▶ _PAGE TEXT_:

Segment Open

Beyond the bird: Vaughan Williams’s Norfolk Rhapsody No. 1

With 2014 the centenary year of World War I, all things 1914 are being reconsidered, not least musical contributions from those involved. Vaughan Williams’s ‘pastoral romance’ The Lark Ascending is arguably the best-known product of the conflict; composed on the brink of the war, its nostalgic aura lends it a particular poignancy, with the bird’s dying call seemingly portentous of the horror to come. However, the popularity of this piece comes at a price, meaning that some of the composer’s other works from this time have been overlooked.

Take, for example, Vaughan Williams’s Norfolk Rhapsody No. 1. Written in 1906, the composer revised it in 1914. Based on folk songs collected in the county, the Rhapsody begins with a slow introduction before moving into a buoyant Allegro. However, it is underpinned by a sense of wistful nostalgia: opening with bird-like oboe calls and clarinet flourishes over a carpet of shimmering strings, Vaughan Williams then introduces a viola idea (dominated by yearning appoggiaturas) which can only be described as elegiac. Expanded in full orchestra, it is accompanied by nostalgic modally-inflected harmonies and sinking chromatic lines. Even the apparently sunny nature of the next episode, a lilting cor anglais melody, disintegrates into a restless, searching passage: any pastoral idyll is eventually undermined. After all, the composer’s folk song project was an attempt to grab onto a disappearing past, an idea which gained additional poignancy as the country teetered on the edge of disaster.

Segment Closed

[Collected data]

Segment Open

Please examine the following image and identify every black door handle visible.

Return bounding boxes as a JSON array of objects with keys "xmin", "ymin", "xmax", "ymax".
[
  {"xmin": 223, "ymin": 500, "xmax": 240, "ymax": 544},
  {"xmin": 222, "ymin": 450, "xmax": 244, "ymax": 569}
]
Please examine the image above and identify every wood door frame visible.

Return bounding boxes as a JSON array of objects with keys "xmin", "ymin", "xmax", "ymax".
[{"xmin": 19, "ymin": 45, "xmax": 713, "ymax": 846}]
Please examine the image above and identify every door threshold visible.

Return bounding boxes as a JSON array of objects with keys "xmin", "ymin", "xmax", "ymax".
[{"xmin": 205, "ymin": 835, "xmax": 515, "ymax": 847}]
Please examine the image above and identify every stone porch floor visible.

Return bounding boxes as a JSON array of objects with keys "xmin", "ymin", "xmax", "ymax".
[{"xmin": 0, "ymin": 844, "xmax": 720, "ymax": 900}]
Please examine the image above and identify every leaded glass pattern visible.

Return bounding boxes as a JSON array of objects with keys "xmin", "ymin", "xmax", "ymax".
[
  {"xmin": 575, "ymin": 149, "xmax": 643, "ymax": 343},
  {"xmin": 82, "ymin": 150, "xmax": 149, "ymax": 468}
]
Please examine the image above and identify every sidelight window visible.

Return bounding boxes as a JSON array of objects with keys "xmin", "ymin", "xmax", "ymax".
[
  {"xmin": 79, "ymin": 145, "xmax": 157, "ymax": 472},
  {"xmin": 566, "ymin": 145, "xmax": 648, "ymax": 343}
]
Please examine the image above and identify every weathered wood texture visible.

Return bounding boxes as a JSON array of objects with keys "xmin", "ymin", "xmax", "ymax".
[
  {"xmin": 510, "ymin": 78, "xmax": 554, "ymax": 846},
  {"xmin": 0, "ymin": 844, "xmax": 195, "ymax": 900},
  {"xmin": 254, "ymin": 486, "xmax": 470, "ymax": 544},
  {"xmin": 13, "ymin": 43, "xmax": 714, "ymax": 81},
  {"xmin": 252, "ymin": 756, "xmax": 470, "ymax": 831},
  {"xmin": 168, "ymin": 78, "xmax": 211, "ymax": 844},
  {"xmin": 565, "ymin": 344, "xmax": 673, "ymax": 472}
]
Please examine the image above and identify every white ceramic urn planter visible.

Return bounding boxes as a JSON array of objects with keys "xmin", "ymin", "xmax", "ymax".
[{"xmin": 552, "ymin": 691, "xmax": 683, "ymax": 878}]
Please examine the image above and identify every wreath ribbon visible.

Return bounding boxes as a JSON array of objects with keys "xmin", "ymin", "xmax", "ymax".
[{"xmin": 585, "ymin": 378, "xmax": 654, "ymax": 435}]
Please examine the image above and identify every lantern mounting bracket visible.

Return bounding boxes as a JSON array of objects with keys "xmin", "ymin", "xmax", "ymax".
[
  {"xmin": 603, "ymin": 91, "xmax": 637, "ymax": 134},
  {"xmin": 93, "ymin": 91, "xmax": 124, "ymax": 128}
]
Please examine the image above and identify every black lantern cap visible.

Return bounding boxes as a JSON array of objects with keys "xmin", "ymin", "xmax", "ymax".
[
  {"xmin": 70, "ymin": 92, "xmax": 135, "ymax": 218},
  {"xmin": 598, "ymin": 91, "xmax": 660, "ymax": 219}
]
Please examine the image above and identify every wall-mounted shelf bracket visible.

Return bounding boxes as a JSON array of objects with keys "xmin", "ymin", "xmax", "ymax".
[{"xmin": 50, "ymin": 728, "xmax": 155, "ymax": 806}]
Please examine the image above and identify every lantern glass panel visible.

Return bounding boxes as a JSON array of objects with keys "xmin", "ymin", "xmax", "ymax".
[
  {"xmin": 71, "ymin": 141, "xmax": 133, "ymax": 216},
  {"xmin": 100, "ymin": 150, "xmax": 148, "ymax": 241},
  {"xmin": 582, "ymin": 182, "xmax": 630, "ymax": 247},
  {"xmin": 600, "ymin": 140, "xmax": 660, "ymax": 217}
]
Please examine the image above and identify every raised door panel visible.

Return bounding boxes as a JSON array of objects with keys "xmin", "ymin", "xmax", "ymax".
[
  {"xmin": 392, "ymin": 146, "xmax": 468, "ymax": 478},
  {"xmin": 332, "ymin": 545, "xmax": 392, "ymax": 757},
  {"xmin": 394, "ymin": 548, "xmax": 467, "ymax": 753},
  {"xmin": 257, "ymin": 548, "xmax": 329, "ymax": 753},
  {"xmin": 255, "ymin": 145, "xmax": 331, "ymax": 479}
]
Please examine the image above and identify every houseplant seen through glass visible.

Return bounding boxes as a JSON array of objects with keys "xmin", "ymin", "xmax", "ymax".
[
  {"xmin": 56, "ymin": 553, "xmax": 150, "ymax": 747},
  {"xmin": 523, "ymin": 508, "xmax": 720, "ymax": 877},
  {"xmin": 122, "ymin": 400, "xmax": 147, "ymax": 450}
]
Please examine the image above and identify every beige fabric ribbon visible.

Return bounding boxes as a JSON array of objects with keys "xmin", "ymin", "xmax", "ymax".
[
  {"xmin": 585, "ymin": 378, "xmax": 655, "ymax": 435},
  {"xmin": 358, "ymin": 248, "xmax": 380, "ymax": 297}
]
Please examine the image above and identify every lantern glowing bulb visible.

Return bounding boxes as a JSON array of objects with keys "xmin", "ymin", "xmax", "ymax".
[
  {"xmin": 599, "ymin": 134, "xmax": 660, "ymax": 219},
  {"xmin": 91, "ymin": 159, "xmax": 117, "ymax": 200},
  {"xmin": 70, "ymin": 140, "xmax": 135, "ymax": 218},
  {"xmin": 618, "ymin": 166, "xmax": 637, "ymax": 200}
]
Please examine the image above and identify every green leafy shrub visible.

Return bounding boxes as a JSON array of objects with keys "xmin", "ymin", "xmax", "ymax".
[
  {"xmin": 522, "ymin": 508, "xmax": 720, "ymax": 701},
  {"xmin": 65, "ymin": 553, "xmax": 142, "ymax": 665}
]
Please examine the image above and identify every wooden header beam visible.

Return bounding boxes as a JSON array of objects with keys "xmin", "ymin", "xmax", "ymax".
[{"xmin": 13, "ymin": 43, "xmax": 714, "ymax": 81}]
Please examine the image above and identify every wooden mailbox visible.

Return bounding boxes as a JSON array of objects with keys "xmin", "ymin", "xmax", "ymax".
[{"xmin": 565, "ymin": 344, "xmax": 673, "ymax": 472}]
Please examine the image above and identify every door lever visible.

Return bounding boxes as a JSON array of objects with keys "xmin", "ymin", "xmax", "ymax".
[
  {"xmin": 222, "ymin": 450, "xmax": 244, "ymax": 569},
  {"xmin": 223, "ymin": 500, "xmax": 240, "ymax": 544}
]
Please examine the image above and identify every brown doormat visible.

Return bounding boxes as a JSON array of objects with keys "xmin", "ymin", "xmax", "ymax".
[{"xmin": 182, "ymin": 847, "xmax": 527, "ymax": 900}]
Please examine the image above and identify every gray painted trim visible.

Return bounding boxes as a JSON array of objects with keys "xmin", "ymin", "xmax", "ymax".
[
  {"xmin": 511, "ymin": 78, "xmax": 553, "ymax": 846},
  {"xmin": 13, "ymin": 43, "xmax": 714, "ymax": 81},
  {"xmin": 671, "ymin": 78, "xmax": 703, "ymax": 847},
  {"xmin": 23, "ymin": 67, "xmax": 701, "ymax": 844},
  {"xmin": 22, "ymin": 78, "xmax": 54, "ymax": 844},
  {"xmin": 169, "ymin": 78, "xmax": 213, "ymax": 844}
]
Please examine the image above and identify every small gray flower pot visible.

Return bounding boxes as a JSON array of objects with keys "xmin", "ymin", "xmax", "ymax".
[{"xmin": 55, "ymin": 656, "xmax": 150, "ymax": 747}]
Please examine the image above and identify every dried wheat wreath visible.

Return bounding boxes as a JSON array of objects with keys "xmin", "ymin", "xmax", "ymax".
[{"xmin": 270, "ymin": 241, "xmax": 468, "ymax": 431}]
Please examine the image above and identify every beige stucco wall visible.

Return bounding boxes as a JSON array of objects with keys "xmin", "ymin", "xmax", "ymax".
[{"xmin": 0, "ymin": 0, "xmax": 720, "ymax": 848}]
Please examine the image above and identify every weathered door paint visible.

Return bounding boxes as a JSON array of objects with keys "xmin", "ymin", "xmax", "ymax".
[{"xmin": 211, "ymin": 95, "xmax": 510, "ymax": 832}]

Segment Closed

▶ _EXERCISE SET_:
1: Print the stretch of the Norfolk Rhapsody article from "With 2014 the" through "have been overlooked.", word for word.
2: In the Norfolk Rhapsody article, which instrument introduces the idea that the writer describes as elegiac?
3: Pick up the Norfolk Rhapsody article after its final sentence and carry it forward.

▶ _RESULTS OF THE TASKS_:
1:
With 2014 the centenary year of World War I, all things 1914 are being reconsidered, not least musical contributions from those involved. Vaughan Williams’s ‘pastoral romance’ The Lark Ascending is arguably the best-known product of the conflict; composed on the brink of the war, its nostalgic aura lends it a particular poignancy, with the bird’s dying call seemingly portentous of the horror to come. However, the popularity of this piece comes at a price, meaning that some of the composer’s other works from this time have been overlooked.

2: The viola.

3:
Even the infectious bassoon and cello melody gains a particular significance: perhaps this buoyant march conveys the sense of optimism at the start of the war. Once again, though, this is only temporary: the cor anglais melody returns, this time imbued with a greater sense of longing. The positive façade is shattered, revealing an underlying sense of crisis.

The peaceful opening material is reprised at the Rhapsody’s end, this time tainted by the dark clouds from earlier on. With disaster fast approaching, it seems little wonder that Vaughan Williams would return to this particular work in 1914: it encapsulated the sense of anxiety and loss which would characterise the years to come.